**HOW TO COMPLETE THIS TASK**
Please answer these questions on the excerpt about the red ochre handprints and The English Patient below:
1. How many days did the wilderness fast last?
2. From what profession did the writer change to depth psychology?
3. On which page number was the crease that Hana had been looking at?

Start of DOCUMENT SEGMENT

Two red ochre handprints on a rock wall have been my life’s most numinous experience of the mysterious power of introverted intuition. Preparing for a four-day wilderness fast, I was gifted this image, and several months later, I hosted a ritual to honor my upcoming quest. With assistance, I created a cloth of natural pigment handprints that accompanied me into the southwest desert. On my first day alone and without food, I was caught in a flash flood and forced to seek shelter in a cave that I discovered downstream from my intended camp. There, to my amazement, I discovered the same two red ochre handprints, just as I had imagined them. For the past eight years, these prints have been the focal image of my life journey and ultimately led me to change professions from veterinary surgery to depth psychology. Near the end of this decade, as I was watching the film The English Patient (Zaentz & Minghella, 1996), I had a shocking moment of revelation. As the fictional Almásy searches for famous ancient rock art paintings in the Libyan Sahara, he steps into the darkness of a cave, and his flashlight catches what he has long been seeking. Seeing Almásy’s light play across the irregular rock surface and reveal the beautiful images, I realized my rock wall hands had somehow originated here, in this story, so many years earlier. I felt compelled to follow this intuition and learn what secrets it might reveal.

The Burning Fire of the Animus: The English Patient
It is not coincidental that when I started to consider each character in The English Patient as representative of a function in Beebe’s model, I was unsure which function Hana best represented, and so began my investigation of her using von Franz’ advice: if you are having difficulty finding the superior function, look for the inferior one first (1971, p.16). The first clue that extraverted sensation (Se) may be Hana’s inferior function appears just a few pages into the story when she realizes that “for more than five minutes she had been looking at the porousness of the paper, the crease in the corner of page 17” (Ondaatje, 1992, p. 7). Although she seems clinically detached when describing the English patient’s horrific appearance, Hana’s response to the book in her hands indicates how easily her senses can mesmerize her.

End of DOCUMENT SEGMENT
Start of LISTED ENTRIES

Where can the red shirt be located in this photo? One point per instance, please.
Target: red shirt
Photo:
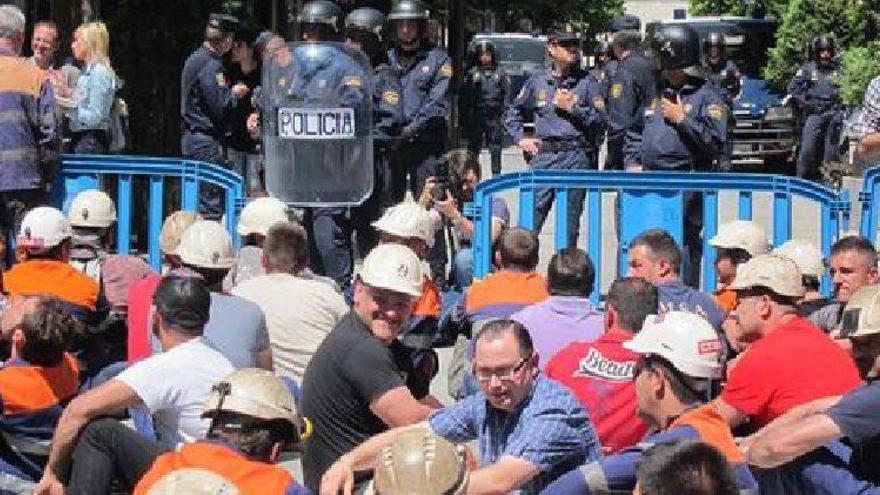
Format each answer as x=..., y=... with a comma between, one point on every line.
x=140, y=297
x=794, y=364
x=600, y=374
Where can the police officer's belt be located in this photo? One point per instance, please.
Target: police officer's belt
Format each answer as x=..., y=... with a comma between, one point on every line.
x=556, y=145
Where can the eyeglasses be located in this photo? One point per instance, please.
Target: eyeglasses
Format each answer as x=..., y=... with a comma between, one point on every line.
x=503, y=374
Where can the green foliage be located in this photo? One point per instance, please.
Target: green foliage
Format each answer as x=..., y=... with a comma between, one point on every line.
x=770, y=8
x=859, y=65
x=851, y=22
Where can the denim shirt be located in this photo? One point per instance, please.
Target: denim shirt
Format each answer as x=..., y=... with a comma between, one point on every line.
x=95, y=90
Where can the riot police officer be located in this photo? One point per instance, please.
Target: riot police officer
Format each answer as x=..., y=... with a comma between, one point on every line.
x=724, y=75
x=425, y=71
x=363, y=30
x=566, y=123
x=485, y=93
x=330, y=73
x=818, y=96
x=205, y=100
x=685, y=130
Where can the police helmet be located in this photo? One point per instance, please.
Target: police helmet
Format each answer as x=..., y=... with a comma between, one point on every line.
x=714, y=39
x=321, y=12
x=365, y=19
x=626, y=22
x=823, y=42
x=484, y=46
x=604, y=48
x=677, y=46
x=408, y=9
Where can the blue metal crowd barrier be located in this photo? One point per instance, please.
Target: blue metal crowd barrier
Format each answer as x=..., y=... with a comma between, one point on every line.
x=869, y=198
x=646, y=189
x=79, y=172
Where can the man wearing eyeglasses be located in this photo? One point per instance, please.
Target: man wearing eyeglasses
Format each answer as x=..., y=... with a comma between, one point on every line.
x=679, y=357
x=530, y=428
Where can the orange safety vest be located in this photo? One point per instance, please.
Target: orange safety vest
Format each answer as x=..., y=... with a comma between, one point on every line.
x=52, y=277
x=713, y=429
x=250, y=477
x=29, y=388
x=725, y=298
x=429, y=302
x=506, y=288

End of LISTED ENTRIES

**SOLUTION**
1. Four days.
2. Veterinary surgery.
3. Page 17.